Attached to these joints of tubing are a first landing nipple 54
and a second landing nipple 56, with frequency identification
transmitter units 55 and 57 secured thereto. When a second downhole
structure (e.g., a wireline retrievable subsurface safety valve) is
lowered through the tubing string, it will detect and determine the
identification code of each nipple 54 and 56. If it detects an
identification code that does not match its target code, it will
not actuate, and thus can continue to be lowered in the bore. When
it detects an identification code that does match its target code,
it will actuate, thus allowing the safety valve to be selectively
installed/actuated at a desired located in the wellbore.
[0044] Another embodiment of the invention, shown in FIG. 5, is
particularly useful in a multilateral well 70 that has a plurality
of lateral bores 72, 74, and 76. Each of these lateral bores is
defined by a lateral tubing string 78, 80, and 82 branching off
from a main borehole 83. Each of these tubing strings comprises at
least one first downhole structure (e.g., landing nipples 84, 86,
and 88, each having radio frequency identification transmitter
units 90, 92, and 94 secured therein) secured in a fixed, given
location in the respective lateral borehole. When the second
downhole structure (e.g., a wireline retrievable subsurface safety
valve) is lowered down through the tubing string and into one of
the laterals, the radio frequency receiver unit therein will detect
the radio frequency signal emitted by the transmitter in any nipple
within range, and will thus determine the identification code of
each such nipple as is passes close to the nipple. By providing the
transmitter units in the different lateral boreholes with different
ID codes, this embodiment allows a determination of which lateral
borehole the valve has entered.
[0045] Another embodiment, shown in FIG. 13, is particularly useful
when an electrical submersible pump (ESP) is integrated into the
tubing string in a Y-Block configuration, indicated generally as
200. At least one identification transmitter unit 202 is located
above the Y-Block such that as a second downhole structure (i.e.,
tool, pipe, coil, wireline, slickline, etc.) is lowered through the
tubing string 204, it detects and determines the identification
code of the transmitter unit 202. Based on the determination of the
identification code, the second downhole structure can
automatically adjust to avoid an inadvertent entry into the branch
containing the ESP. A second transmitter unit 206 can be provided
below the Y-Block to serve as a positive indication that the second
downhole structure has entered the correct branch.
[0046] As mentioned above, suitable second downhole structures can
be, for example, subsurface safety valves, as well as gas lift
valves, packers, perforating guns, expandable tubing, expandable
screens, flow control devices, and other downhole tools. Other
second downhole structures can include, among others, perforations,
fractures, and shut-off zones, in which the transmitter is placed
during well stimulation (such as fracturing) or well intervention
(such as perforation) operations.

__Entries provided__
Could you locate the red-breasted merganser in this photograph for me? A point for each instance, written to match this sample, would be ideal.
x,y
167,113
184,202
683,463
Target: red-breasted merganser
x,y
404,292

__Exercises to complete__
A - Using the patent excerpt on downhole identification transmitters, decide whether each statement agrees with it. Answer yes or no for each, and quote the words of the excerpt that settle it.
(i) In the multilateral well embodiment, each lateral tubing string branches off from a main borehole.
(ii) The embodiment for the Y-Block configuration requires a transmitter unit below the Y-Block.
(iii) A safety valve that detects an identification code not matching its target code will actuate.
B - Pick up the patent excerpt on downhole identification transmitters after its last sentence, and write what follows.
The listing plays no part in this work.

__Responses to the tasks__
A -
(i) Yes: "branching off from a main borehole."
(ii) No: "A second transmitter unit 206 can be provided below the Y-Block."
(iii) No: "If it detects an identification code that does not match its target code, it will not actuate."

B -
[0047] Another use for the present invention involves determining
the depth at which a downhole tool is located. In this embodiment,
a tubing string will include two or more first downhole structures
that are located at different depths in a wellbore. These first
downhole structure could suitably be landing nipples, or they could
simply be tubing joints having a transmitter unit mounted thereon
or embedded therein. As shown in FIG. 6A, a tubing string 120 in a
well 122 comprises a plurality of joints 124 of tubing, each
connected to the next end-to-end by a threaded connection. At one
end 126 of each joint (or at least in the ends of a plurality of
joints), a radio frequency identification transmitter unit (not
visible in FIG. 6A) is embedded in the wall of the tubing. FIG. 6B
shows the placement of the transmitter unit 128 in the wall of a
tubing joint 124. Therefore, the known length of each tubing joint
and the transmitter unit at the end of each joint, with a unique
identification code, permits relatively precise assessment of the
depth at which the secondary structure is located. Thus, the
identification codes of the various first downhole structures in
effect correlate to the depth at which each is installed, and the
ID codes detected by the second downhole structure as it is lowered
through the borehole will provide an indication of the depth of the
second downhole structure.
[0048] A similar use of the present invention determines depth as
described in the previous paragraph as a way of determining when a
perforating gun (as the second downhole structure) is at the
desired depth at which it should be fired to perforate tubing
and/or casing. As shown in FIG. 14A, the perforating gun 210 is
lowered with a supporting structure 212 until the desired
transmitter unit 214 in the first downhole structure 216 is
reached. Alternatively, as shown in FIG. 14B, the perforating gun
210 is dropped without use of a supporting structure, such that it
free falls and fires automatically when it reaches the desired
transmitter unit 214 in the first downhole structure.
[0049] As mentioned above, the second downhole structure can be a
downhole tool that is adapted to be raised or lowered in a
wellbore. In order to do this, the downhole tool preferably is
attached to a supporting structure 40, such as wireline, slickline,
coiled tubing, and drillpipe. As shown in FIGS. 7A and 7B, the
second downhole structure 32 can be moved to different depths
within the borehole by raising or lowering this supporting
structure 40.
[0050] One common type of actuation of a downhole tool that can
occur in response to a match between the determined ID code and the
target ID code comprises locking the second downhole structure in a
fixed position relative to the first downhole structure. For
example, locking protrusions 36 on the tool 32 can move outward
into locking engagement with locking recesses 38 on the inner
diameter of a landing nipple 12, as shown in FIG. 8.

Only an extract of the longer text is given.